How many lines in the entries below contain the word "help"? Reply with the number only.

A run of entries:
****

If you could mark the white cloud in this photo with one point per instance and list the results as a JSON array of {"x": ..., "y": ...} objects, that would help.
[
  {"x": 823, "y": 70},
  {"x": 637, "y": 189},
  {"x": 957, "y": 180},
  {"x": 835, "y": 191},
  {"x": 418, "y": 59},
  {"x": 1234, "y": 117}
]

****

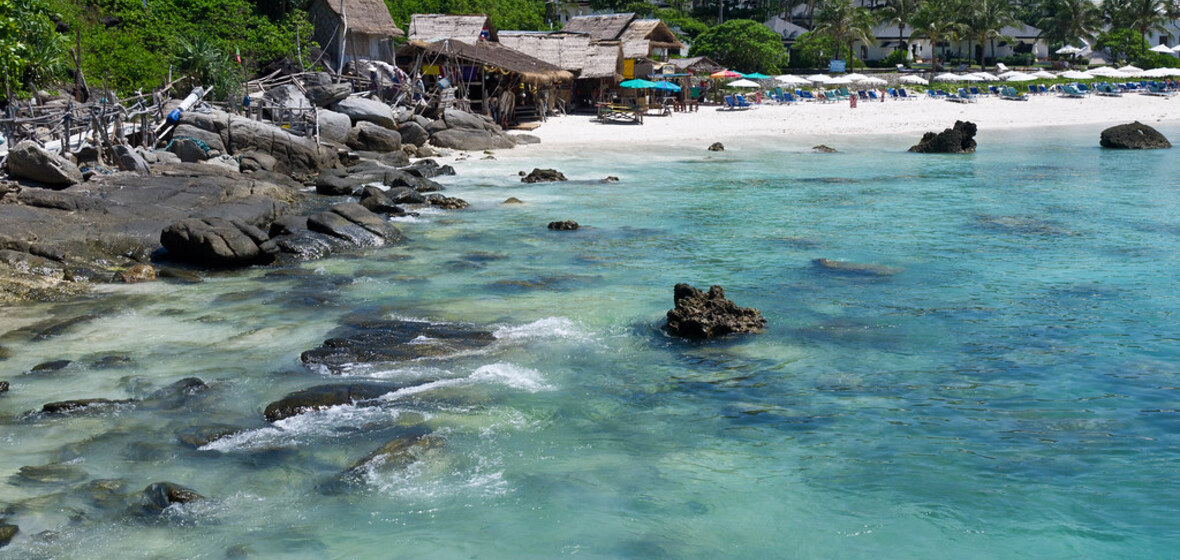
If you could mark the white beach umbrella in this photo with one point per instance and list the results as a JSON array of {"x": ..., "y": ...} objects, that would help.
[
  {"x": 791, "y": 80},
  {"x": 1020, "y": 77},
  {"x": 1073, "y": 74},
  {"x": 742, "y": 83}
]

****

CORRECT OUTPUT - 2